Saved entries
Segment Open
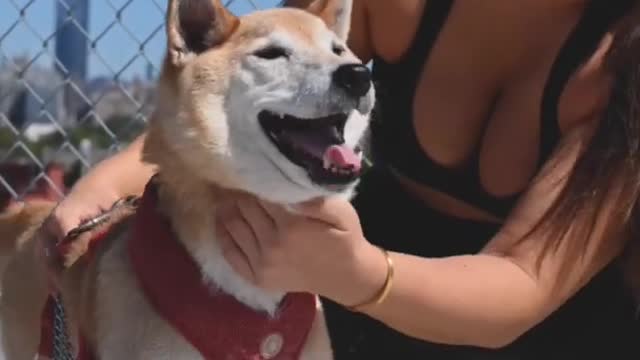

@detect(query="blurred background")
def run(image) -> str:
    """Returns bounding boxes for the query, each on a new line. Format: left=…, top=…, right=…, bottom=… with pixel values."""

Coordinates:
left=0, top=0, right=281, bottom=209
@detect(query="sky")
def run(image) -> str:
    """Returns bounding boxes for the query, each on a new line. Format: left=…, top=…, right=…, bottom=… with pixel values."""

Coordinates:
left=0, top=0, right=281, bottom=80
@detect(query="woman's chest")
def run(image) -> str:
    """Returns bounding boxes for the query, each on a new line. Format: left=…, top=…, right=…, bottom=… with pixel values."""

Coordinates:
left=369, top=0, right=615, bottom=198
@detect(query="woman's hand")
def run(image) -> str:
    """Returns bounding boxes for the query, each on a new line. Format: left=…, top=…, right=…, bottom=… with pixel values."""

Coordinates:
left=36, top=133, right=154, bottom=283
left=215, top=192, right=388, bottom=306
left=35, top=178, right=122, bottom=285
left=45, top=181, right=121, bottom=242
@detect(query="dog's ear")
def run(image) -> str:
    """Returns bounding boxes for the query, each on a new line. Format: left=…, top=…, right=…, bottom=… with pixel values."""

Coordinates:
left=282, top=0, right=352, bottom=41
left=166, top=0, right=239, bottom=66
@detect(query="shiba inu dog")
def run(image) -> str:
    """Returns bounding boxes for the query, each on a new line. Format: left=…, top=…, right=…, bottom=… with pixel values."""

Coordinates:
left=0, top=0, right=374, bottom=358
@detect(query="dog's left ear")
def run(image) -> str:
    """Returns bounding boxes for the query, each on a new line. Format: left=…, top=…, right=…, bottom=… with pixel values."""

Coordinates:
left=166, top=0, right=239, bottom=67
left=282, top=0, right=352, bottom=41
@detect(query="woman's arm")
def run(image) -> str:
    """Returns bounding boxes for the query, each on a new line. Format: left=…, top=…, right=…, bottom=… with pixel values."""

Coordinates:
left=80, top=133, right=155, bottom=198
left=49, top=133, right=155, bottom=238
left=348, top=123, right=625, bottom=348
left=218, top=119, right=623, bottom=349
left=216, top=0, right=628, bottom=349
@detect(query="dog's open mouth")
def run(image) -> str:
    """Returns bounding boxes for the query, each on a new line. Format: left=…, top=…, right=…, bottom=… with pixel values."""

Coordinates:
left=258, top=110, right=363, bottom=186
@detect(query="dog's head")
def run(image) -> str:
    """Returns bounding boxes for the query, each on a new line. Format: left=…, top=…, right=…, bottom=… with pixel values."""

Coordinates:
left=155, top=0, right=373, bottom=204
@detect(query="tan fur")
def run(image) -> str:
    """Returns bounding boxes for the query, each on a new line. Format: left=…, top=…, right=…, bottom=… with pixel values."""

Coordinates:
left=0, top=201, right=54, bottom=253
left=0, top=0, right=370, bottom=358
left=0, top=201, right=56, bottom=358
left=0, top=201, right=55, bottom=278
left=283, top=0, right=353, bottom=39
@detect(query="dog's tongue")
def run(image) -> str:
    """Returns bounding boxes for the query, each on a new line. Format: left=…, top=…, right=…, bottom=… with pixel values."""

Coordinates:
left=279, top=126, right=361, bottom=171
left=323, top=144, right=361, bottom=171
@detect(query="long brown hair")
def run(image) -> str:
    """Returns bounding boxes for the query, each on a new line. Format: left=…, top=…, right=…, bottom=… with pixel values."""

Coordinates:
left=529, top=7, right=640, bottom=294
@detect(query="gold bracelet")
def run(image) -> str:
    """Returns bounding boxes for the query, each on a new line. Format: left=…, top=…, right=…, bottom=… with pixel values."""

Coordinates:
left=348, top=246, right=394, bottom=312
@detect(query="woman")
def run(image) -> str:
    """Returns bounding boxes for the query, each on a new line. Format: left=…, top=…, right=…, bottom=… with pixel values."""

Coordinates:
left=43, top=0, right=639, bottom=358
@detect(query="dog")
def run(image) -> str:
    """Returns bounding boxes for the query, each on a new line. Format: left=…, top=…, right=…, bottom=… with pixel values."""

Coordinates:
left=0, top=0, right=374, bottom=358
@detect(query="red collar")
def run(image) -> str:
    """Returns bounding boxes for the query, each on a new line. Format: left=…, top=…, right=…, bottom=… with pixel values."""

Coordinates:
left=127, top=179, right=317, bottom=359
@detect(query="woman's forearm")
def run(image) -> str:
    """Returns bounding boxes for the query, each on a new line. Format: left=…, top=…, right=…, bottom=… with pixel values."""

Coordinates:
left=72, top=133, right=156, bottom=199
left=356, top=252, right=544, bottom=349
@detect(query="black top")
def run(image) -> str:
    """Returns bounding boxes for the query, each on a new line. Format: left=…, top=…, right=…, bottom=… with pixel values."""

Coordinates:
left=370, top=0, right=635, bottom=218
left=322, top=2, right=639, bottom=358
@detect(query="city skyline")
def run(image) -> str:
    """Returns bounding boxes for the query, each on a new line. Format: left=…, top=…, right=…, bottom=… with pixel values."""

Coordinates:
left=0, top=0, right=279, bottom=81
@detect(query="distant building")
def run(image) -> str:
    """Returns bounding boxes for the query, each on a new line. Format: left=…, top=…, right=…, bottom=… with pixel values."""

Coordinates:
Segment Closed
- **Problem statement**
The result should be an exact copy of every entry above, with no pictures included.

- **Completed exercise**
@detect(query="blurred background")
def run(image) -> str:
    """Returns bounding boxes for the query, each on a new line. Format: left=…, top=…, right=…, bottom=… with pixel values."""

Coordinates:
left=0, top=0, right=281, bottom=209
@detect(query="sky")
def run(image) -> str:
    """Returns bounding boxes for the query, each on a new line. Format: left=…, top=…, right=…, bottom=… with pixel values."""

Coordinates:
left=0, top=0, right=281, bottom=80
@detect(query="woman's chest")
def run(image) -> str:
    """Returns bounding boxes for the query, each on a new line. Format: left=…, top=…, right=…, bottom=… with pixel values."""

Coordinates:
left=369, top=0, right=615, bottom=198
@detect(query="woman's hand")
def run(image) -> str:
    """Returns bounding boxes for the query, each on a new line. Format: left=…, top=…, right=…, bottom=… with pixel values."""

Coordinates:
left=36, top=133, right=154, bottom=283
left=215, top=192, right=388, bottom=306
left=35, top=178, right=122, bottom=285
left=45, top=181, right=121, bottom=242
@detect(query="dog's ear")
def run(image) -> str:
    """Returns bounding boxes for the query, each on a new line. Format: left=…, top=…, right=…, bottom=… with pixel values."""

Coordinates:
left=282, top=0, right=352, bottom=41
left=166, top=0, right=239, bottom=66
@detect(query="shiba inu dog")
def run(image) -> str:
    """Returns bounding boxes for the query, each on a new line. Format: left=…, top=…, right=…, bottom=… with pixel values."""

Coordinates:
left=0, top=0, right=374, bottom=358
@detect(query="dog's left ear")
def run(image) -> str:
    """Returns bounding boxes for the query, each on a new line. Format: left=…, top=…, right=…, bottom=… with pixel values."""

Coordinates:
left=166, top=0, right=239, bottom=67
left=282, top=0, right=352, bottom=41
@detect(query="woman's arm")
def run(image) -> str:
    """Returns bounding boxes for the query, each on a new line. Format: left=…, top=…, right=…, bottom=… with pixel values."""

Coordinates:
left=80, top=133, right=155, bottom=198
left=49, top=133, right=155, bottom=238
left=348, top=123, right=625, bottom=348
left=218, top=119, right=623, bottom=349
left=216, top=0, right=628, bottom=349
@detect(query="dog's open mouth")
def run(image) -> str:
    """Returns bounding boxes for the query, each on a new line. Format: left=…, top=…, right=…, bottom=… with pixel values."""

Coordinates:
left=258, top=110, right=363, bottom=186
@detect(query="dog's head")
def run(image) -> str:
    """Returns bounding boxes for the query, each on a new line. Format: left=…, top=…, right=…, bottom=… with pixel values."""

Coordinates:
left=155, top=0, right=373, bottom=204
@detect(query="tan fur")
def run(image) -> str:
    """Returns bounding boxes for the query, each on a new line. Format: left=…, top=…, right=…, bottom=… with pixel values."""

Coordinates:
left=0, top=201, right=54, bottom=253
left=0, top=0, right=370, bottom=358
left=0, top=201, right=56, bottom=358
left=0, top=201, right=55, bottom=278
left=283, top=0, right=353, bottom=39
@detect(query="dog's tongue")
def run(image) -> str:
    """Returns bounding boxes for the query, each on a new line. Format: left=…, top=…, right=…, bottom=… with pixel values."""

Coordinates:
left=279, top=126, right=361, bottom=171
left=323, top=144, right=361, bottom=171
@detect(query="long brown hair")
def run(image) -> str:
    """Returns bounding boxes for the query, each on a new line. Format: left=…, top=…, right=…, bottom=… with pixel values."""

Coordinates:
left=529, top=7, right=640, bottom=294
@detect(query="gold bracelet")
def run(image) -> str:
    """Returns bounding boxes for the query, each on a new line. Format: left=…, top=…, right=…, bottom=… with pixel values."""

Coordinates:
left=348, top=246, right=394, bottom=312
@detect(query="woman")
def run(image) -> str:
    """Returns bounding boxes for the query, each on a new line. Format: left=…, top=…, right=…, bottom=… with pixel values."""

Coordinates:
left=43, top=0, right=639, bottom=358
@detect(query="dog")
def run(image) -> str:
    """Returns bounding boxes for the query, each on a new line. Format: left=…, top=…, right=…, bottom=… with pixel values."""

Coordinates:
left=0, top=0, right=374, bottom=358
@detect(query="red collar")
def run(image) -> str:
    """Returns bounding boxes for the query, each on a new line. Format: left=…, top=…, right=…, bottom=… with pixel values."""

Coordinates:
left=127, top=179, right=317, bottom=359
@detect(query="woman's forearm")
def run(image) -> str:
    """Returns bounding boxes for the query, each on a new line. Format: left=…, top=…, right=…, bottom=… with pixel values."""

Coordinates:
left=72, top=133, right=156, bottom=199
left=356, top=252, right=544, bottom=349
@detect(query="black top")
def run(image) -> str:
    """Returns bounding boxes for the query, each on a new line. Format: left=…, top=…, right=…, bottom=… with pixel values."""

Coordinates:
left=370, top=0, right=635, bottom=218
left=322, top=2, right=639, bottom=358
@detect(query="city skyline")
def run(image) -> str:
    """Returns bounding boxes for the query, each on a new line. Format: left=…, top=…, right=…, bottom=… with pixel values."""

Coordinates:
left=0, top=0, right=279, bottom=81
@detect(query="distant building")
def run(image) -> str:
    """Returns bounding boxes for the query, each on a new line. Format: left=…, top=…, right=…, bottom=… with pixel values."""

Coordinates:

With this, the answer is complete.